» **TRY IT**
Transcribe the entire listing faithfully; every line must match the original.

══ RECORDED DATA

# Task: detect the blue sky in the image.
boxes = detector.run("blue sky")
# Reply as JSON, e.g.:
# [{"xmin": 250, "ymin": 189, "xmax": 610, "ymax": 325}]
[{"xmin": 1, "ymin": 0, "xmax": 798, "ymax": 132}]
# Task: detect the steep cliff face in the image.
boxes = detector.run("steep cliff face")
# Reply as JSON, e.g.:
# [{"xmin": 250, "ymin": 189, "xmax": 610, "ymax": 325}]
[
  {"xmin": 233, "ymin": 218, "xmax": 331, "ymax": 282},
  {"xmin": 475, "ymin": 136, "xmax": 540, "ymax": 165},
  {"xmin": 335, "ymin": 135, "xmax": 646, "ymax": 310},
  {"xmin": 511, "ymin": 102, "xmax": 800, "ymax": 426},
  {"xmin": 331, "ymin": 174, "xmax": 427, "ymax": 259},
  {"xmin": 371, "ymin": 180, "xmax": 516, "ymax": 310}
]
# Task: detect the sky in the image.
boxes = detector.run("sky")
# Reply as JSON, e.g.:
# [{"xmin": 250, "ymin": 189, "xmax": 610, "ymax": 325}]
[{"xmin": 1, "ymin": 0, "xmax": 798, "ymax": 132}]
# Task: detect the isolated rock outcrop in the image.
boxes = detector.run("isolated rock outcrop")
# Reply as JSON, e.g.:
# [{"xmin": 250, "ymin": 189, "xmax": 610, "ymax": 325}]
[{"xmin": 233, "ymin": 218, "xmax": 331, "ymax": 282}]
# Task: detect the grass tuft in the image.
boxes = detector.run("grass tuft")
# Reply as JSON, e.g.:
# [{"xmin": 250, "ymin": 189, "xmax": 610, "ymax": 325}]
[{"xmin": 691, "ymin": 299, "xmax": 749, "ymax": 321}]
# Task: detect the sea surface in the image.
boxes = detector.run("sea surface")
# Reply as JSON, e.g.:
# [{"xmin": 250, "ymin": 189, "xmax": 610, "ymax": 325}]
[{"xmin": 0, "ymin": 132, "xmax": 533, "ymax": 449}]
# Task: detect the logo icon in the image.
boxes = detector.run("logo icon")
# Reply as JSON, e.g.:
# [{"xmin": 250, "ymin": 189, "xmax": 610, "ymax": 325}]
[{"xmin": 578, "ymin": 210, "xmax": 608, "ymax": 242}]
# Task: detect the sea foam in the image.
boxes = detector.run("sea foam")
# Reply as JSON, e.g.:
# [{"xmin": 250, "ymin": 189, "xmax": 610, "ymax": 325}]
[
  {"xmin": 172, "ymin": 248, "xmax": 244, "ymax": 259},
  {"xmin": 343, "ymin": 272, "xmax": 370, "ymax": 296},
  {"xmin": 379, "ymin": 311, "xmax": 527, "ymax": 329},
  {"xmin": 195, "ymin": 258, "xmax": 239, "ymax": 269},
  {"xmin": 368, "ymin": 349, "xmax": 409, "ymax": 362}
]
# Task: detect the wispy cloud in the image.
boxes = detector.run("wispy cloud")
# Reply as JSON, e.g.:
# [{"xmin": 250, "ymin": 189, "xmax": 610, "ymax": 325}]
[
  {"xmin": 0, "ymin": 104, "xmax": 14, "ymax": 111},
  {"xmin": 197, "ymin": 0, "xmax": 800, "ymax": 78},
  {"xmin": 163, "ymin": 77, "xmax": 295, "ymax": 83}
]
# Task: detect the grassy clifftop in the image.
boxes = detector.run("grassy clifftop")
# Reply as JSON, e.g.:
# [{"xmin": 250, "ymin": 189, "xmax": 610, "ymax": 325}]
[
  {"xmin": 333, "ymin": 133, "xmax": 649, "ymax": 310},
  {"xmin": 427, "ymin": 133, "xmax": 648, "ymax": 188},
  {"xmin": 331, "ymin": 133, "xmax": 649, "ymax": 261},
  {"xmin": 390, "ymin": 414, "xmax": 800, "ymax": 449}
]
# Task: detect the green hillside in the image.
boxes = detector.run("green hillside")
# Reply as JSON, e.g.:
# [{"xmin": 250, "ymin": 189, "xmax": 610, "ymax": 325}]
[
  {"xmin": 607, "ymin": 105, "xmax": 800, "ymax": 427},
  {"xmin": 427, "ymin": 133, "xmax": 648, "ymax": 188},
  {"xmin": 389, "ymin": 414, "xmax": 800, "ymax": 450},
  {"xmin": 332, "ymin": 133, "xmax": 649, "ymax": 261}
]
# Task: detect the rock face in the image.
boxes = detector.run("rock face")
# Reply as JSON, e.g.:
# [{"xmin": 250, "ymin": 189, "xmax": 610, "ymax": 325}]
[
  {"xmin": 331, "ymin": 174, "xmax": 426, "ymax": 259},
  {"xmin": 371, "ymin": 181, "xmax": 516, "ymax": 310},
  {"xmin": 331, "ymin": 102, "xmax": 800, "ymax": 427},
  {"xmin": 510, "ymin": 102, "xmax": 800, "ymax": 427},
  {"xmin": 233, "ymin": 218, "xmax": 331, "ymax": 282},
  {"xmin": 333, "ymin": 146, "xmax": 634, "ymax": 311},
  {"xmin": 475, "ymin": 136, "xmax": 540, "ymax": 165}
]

════

» **ANSWER BELOW**
# Task: detect the blue sky in the image.
boxes = detector.run("blue sky")
# Reply as JSON, e.g.:
# [{"xmin": 250, "ymin": 189, "xmax": 610, "ymax": 325}]
[{"xmin": 1, "ymin": 0, "xmax": 798, "ymax": 132}]
# Task: detect the steep cliff face in the image.
boxes = detector.run("steep cliff face")
# Reply as JSON, e.g.:
# [{"xmin": 250, "ymin": 189, "xmax": 610, "ymax": 325}]
[
  {"xmin": 233, "ymin": 218, "xmax": 331, "ymax": 282},
  {"xmin": 475, "ymin": 136, "xmax": 540, "ymax": 165},
  {"xmin": 335, "ymin": 135, "xmax": 646, "ymax": 310},
  {"xmin": 511, "ymin": 102, "xmax": 800, "ymax": 426},
  {"xmin": 331, "ymin": 174, "xmax": 427, "ymax": 259},
  {"xmin": 371, "ymin": 180, "xmax": 516, "ymax": 310}
]
# Task: detect the sky in the image.
boxes = detector.run("sky")
# Reply as JSON, e.g.:
# [{"xmin": 250, "ymin": 189, "xmax": 610, "ymax": 325}]
[{"xmin": 1, "ymin": 0, "xmax": 798, "ymax": 132}]
# Task: detect the isolated rock outcrop in the image.
boxes = detector.run("isolated rock outcrop")
# Reply as JSON, e.g.:
# [{"xmin": 250, "ymin": 189, "xmax": 610, "ymax": 325}]
[{"xmin": 233, "ymin": 218, "xmax": 331, "ymax": 282}]
# Task: detect the grass tuft in the image.
boxes = detector.run("grass tuft")
# Reply as JSON, e.g.:
# [{"xmin": 250, "ymin": 189, "xmax": 610, "ymax": 325}]
[{"xmin": 691, "ymin": 299, "xmax": 749, "ymax": 321}]
# Task: detect the sea surface in the image.
boxes = detector.run("sea surface")
# Reply as JSON, e.g.:
# [{"xmin": 250, "ymin": 189, "xmax": 610, "ymax": 325}]
[{"xmin": 0, "ymin": 132, "xmax": 533, "ymax": 449}]
# Task: detect the logo icon in the image.
boxes = detector.run("logo icon")
# Reply as JSON, e.g.:
# [{"xmin": 250, "ymin": 189, "xmax": 610, "ymax": 325}]
[{"xmin": 578, "ymin": 210, "xmax": 608, "ymax": 242}]
# Task: detect the sea foam in the image.
boxes = detector.run("sea foam")
# Reply as JSON, e.g.:
# [{"xmin": 250, "ymin": 189, "xmax": 610, "ymax": 325}]
[
  {"xmin": 172, "ymin": 248, "xmax": 244, "ymax": 259},
  {"xmin": 343, "ymin": 272, "xmax": 370, "ymax": 296},
  {"xmin": 379, "ymin": 311, "xmax": 527, "ymax": 329},
  {"xmin": 195, "ymin": 258, "xmax": 239, "ymax": 269},
  {"xmin": 368, "ymin": 349, "xmax": 409, "ymax": 362}
]
# Task: detect the wispy cloud in the image.
boxes = detector.run("wispy cloud")
# Reply as JSON, e.g.:
# [{"xmin": 250, "ymin": 189, "xmax": 610, "ymax": 325}]
[
  {"xmin": 0, "ymin": 104, "xmax": 14, "ymax": 111},
  {"xmin": 197, "ymin": 0, "xmax": 800, "ymax": 78},
  {"xmin": 163, "ymin": 77, "xmax": 295, "ymax": 83}
]
# Task: detect the grassy clifftop in the image.
boxes = detector.run("grassy clifftop")
# Reply as JSON, e.g.:
# [{"xmin": 250, "ymin": 189, "xmax": 610, "ymax": 325}]
[
  {"xmin": 333, "ymin": 133, "xmax": 649, "ymax": 310},
  {"xmin": 427, "ymin": 133, "xmax": 648, "ymax": 188},
  {"xmin": 331, "ymin": 133, "xmax": 649, "ymax": 261},
  {"xmin": 390, "ymin": 414, "xmax": 800, "ymax": 449}
]
# Task: detect the green hillside in the image.
boxes = detector.run("green hillside")
# Reply as JSON, e.g.:
# [{"xmin": 250, "ymin": 189, "xmax": 610, "ymax": 325}]
[
  {"xmin": 607, "ymin": 105, "xmax": 800, "ymax": 427},
  {"xmin": 427, "ymin": 133, "xmax": 648, "ymax": 188},
  {"xmin": 389, "ymin": 414, "xmax": 800, "ymax": 450},
  {"xmin": 332, "ymin": 133, "xmax": 649, "ymax": 261}
]
# Task: detect the rock face in the image.
boxes = detector.run("rock face")
# Reply as JSON, e.g.:
# [{"xmin": 250, "ymin": 189, "xmax": 610, "ymax": 325}]
[
  {"xmin": 331, "ymin": 174, "xmax": 426, "ymax": 259},
  {"xmin": 371, "ymin": 181, "xmax": 516, "ymax": 310},
  {"xmin": 331, "ymin": 102, "xmax": 800, "ymax": 427},
  {"xmin": 510, "ymin": 102, "xmax": 800, "ymax": 427},
  {"xmin": 233, "ymin": 218, "xmax": 331, "ymax": 282},
  {"xmin": 333, "ymin": 146, "xmax": 634, "ymax": 311},
  {"xmin": 475, "ymin": 136, "xmax": 540, "ymax": 165}
]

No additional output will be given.